Problem to work on: Transcribe word for word the lines from the one containing "Please pick out the plant" through the one containing "Target: plant care label", including both.

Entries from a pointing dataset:
------------------------------------------------

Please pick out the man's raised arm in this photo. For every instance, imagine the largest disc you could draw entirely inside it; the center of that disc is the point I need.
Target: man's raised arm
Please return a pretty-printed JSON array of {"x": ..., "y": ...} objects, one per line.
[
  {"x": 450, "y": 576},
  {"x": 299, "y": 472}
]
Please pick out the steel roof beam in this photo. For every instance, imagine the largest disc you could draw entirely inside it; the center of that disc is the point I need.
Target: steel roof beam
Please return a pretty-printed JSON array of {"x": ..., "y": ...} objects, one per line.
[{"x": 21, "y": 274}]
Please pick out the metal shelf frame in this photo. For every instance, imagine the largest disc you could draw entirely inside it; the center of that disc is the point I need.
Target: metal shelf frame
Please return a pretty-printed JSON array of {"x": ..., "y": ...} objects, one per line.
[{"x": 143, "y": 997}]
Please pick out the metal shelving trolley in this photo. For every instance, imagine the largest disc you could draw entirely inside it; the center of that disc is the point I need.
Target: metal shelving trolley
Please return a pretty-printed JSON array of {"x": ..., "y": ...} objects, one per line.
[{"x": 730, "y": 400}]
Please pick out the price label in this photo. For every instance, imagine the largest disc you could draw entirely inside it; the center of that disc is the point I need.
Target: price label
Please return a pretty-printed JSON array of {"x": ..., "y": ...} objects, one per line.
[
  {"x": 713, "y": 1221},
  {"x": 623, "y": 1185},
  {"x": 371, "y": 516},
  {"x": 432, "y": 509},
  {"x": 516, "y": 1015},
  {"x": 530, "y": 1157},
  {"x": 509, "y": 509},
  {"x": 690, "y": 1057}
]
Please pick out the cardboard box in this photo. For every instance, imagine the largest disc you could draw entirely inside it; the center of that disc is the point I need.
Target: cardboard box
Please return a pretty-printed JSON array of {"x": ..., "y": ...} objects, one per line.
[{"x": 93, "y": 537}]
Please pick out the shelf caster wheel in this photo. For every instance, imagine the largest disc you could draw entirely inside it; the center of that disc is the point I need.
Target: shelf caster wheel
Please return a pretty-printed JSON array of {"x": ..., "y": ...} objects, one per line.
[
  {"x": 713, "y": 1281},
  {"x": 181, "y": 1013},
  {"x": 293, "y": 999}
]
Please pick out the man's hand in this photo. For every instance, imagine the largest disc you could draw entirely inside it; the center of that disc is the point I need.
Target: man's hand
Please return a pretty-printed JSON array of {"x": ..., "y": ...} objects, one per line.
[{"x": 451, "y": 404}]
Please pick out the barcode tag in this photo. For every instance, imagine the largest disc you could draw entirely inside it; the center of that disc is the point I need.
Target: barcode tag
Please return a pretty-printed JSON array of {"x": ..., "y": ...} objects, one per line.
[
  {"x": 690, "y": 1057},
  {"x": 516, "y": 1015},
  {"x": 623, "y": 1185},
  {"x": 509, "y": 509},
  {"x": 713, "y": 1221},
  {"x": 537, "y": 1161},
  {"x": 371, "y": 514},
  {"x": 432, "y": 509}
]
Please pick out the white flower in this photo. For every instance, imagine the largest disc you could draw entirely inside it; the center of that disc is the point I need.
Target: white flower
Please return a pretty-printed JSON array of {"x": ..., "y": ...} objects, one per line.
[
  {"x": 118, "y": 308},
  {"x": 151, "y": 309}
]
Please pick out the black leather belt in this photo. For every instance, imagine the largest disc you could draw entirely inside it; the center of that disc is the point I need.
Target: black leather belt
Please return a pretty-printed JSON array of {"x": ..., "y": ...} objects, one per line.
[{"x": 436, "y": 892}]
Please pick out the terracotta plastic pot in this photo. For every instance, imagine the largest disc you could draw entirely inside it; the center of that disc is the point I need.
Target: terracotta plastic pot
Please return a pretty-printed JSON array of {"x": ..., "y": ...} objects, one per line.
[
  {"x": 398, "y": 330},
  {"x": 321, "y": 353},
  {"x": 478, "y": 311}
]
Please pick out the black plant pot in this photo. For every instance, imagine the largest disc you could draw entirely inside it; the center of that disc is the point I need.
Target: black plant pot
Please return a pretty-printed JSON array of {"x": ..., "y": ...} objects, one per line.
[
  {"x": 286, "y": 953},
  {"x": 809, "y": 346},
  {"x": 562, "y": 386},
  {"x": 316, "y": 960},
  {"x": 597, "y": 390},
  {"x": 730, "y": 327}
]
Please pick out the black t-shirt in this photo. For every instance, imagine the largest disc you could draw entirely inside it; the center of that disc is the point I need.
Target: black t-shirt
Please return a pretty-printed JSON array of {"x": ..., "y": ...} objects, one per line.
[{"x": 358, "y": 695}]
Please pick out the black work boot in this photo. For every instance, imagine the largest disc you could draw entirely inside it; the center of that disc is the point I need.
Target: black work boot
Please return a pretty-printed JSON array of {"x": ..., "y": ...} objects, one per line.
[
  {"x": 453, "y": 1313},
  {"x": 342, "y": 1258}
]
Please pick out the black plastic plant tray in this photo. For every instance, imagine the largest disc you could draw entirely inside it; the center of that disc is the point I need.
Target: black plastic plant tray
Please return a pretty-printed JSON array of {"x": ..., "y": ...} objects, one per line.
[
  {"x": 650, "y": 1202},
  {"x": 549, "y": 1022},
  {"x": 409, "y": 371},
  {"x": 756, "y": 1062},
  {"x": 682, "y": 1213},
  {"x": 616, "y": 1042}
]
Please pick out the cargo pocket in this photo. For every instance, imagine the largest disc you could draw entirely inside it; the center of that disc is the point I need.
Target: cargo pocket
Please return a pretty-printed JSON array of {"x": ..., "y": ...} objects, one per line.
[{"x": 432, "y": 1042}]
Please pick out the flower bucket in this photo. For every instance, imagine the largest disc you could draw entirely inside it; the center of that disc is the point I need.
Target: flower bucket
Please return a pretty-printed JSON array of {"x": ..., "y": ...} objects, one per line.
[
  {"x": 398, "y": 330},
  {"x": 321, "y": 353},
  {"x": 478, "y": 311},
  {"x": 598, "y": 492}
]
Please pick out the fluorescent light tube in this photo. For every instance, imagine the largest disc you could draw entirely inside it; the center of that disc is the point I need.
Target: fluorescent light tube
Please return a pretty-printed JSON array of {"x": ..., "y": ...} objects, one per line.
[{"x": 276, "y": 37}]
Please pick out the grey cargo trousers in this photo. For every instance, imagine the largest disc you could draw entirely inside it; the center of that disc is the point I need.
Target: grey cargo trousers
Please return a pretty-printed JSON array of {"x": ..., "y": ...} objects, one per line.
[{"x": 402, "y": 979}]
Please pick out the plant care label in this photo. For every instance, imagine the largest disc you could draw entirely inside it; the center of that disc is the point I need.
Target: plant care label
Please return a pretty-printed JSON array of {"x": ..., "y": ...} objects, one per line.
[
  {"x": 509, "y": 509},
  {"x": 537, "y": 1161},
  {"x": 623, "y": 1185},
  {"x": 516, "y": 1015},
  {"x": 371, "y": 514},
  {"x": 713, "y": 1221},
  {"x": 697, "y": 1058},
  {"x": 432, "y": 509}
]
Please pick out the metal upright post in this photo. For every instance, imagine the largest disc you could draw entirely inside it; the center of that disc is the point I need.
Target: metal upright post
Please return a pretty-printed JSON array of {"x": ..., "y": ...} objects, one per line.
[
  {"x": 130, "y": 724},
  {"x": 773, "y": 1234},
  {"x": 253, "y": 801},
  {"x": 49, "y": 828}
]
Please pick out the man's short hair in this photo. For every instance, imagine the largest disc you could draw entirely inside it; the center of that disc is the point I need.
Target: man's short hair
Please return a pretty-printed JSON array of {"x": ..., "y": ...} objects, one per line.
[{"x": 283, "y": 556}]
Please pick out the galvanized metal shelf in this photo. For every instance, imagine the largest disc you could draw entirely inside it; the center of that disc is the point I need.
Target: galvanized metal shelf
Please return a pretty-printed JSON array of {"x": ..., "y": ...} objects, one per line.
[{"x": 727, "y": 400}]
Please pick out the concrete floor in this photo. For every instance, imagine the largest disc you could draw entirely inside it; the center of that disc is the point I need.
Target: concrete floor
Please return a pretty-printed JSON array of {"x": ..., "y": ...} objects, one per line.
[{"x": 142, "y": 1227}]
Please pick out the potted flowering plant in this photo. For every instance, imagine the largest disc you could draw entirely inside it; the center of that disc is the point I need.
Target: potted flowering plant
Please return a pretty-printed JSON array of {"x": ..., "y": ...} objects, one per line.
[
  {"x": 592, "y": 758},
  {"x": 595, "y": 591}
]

------------------------------------------------

Task solution:
Please pick out the plant care label in this photo. For every instance, imagine the largest disc you could draw entirely inside it; the center of that disc is the point I need.
Target: plant care label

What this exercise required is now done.